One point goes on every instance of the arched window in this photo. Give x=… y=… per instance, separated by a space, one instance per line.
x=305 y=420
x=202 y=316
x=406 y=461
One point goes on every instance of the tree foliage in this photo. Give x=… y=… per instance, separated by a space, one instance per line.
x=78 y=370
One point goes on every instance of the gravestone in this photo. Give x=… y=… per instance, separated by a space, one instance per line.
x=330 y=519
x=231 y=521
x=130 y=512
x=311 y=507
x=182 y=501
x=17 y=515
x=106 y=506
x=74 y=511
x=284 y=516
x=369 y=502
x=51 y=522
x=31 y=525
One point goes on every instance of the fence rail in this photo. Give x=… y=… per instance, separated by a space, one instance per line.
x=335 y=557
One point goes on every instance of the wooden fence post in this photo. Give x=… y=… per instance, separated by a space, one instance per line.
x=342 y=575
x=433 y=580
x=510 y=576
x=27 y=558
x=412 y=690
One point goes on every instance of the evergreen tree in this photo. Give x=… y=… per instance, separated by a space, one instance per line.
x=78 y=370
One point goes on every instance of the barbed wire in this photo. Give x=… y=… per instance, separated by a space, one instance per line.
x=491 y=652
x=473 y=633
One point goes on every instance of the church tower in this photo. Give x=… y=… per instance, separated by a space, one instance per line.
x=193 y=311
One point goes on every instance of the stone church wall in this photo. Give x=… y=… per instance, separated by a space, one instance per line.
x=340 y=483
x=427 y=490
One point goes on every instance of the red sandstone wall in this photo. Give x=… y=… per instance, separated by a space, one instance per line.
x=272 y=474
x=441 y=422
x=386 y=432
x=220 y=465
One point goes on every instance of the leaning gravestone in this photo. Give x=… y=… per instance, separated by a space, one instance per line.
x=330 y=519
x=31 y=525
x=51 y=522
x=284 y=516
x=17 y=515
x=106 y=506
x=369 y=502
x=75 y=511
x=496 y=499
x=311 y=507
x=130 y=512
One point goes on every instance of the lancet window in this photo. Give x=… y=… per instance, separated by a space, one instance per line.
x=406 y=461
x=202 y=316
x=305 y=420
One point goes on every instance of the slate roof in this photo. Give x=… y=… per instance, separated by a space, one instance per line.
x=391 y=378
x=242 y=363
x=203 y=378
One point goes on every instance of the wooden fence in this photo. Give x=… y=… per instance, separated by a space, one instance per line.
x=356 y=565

§ Your goal
Copy every row above word for word, keeping each line as it appears.

§ Problem solution
One point goes on every instance of the arched window in this photo. Give x=… y=… per instance, separated by a space, one instance per line.
x=305 y=420
x=202 y=316
x=406 y=461
One point goes on every instance of the tree foliage in this photo. Give x=… y=… per instance, separated by a space, one instance per line.
x=78 y=370
One point goes on every instance of the gravestone in this photo. Give x=… y=… per instance, separated by a space, one instance per line.
x=330 y=519
x=231 y=521
x=130 y=512
x=311 y=507
x=182 y=501
x=17 y=515
x=106 y=506
x=74 y=511
x=284 y=516
x=369 y=502
x=51 y=522
x=31 y=525
One point goes on every instance of the fence rail in this photo. Give x=… y=… per instance, separated by a space, one instance per line.
x=335 y=557
One point goes on every instance of the wooden fence post in this photo. Give x=… y=… per instance, separated by a space, one instance per line.
x=342 y=575
x=433 y=580
x=510 y=576
x=27 y=558
x=412 y=690
One point goes on every instance of the evergreen tree in this photo. Give x=… y=… per instance, separated by a space, one instance per line.
x=78 y=370
One point goes on every instance of the barbed wire in this photo. Give x=… y=… per instance, separated by a space, one instance per line.
x=491 y=652
x=473 y=633
One point goes on every instance of the church tower in this photo. Give x=… y=… per instance, separated by a space, one instance per line.
x=193 y=311
One point goes on every instance of the stone church wall in this photo. Give x=… y=… per instance, separated by a space, one instance per line.
x=340 y=483
x=427 y=490
One point goes on every instance of the red sandstone wall in this photo. Give x=… y=… per instance, separated by a space, one instance per line.
x=272 y=474
x=441 y=422
x=386 y=432
x=220 y=465
One point goes on every instance of the leaning gravestone in this photo. Give x=… y=… per instance, separated by a space, one instance per line.
x=330 y=519
x=31 y=525
x=51 y=522
x=284 y=516
x=17 y=515
x=106 y=506
x=369 y=502
x=75 y=511
x=496 y=499
x=311 y=507
x=130 y=512
One point goes on every instance of the lancet window in this photo. Give x=… y=… per instance, separated by a space, one instance per line.
x=406 y=461
x=202 y=316
x=305 y=420
One point goes on every instance of the slate roof in this photo. Give x=… y=… per instance, separated by a space, one instance per line.
x=391 y=378
x=242 y=363
x=203 y=378
One point goes on every instance of the wooden fence in this photo. Give x=… y=… per instance, separated by a space, one instance per line.
x=356 y=565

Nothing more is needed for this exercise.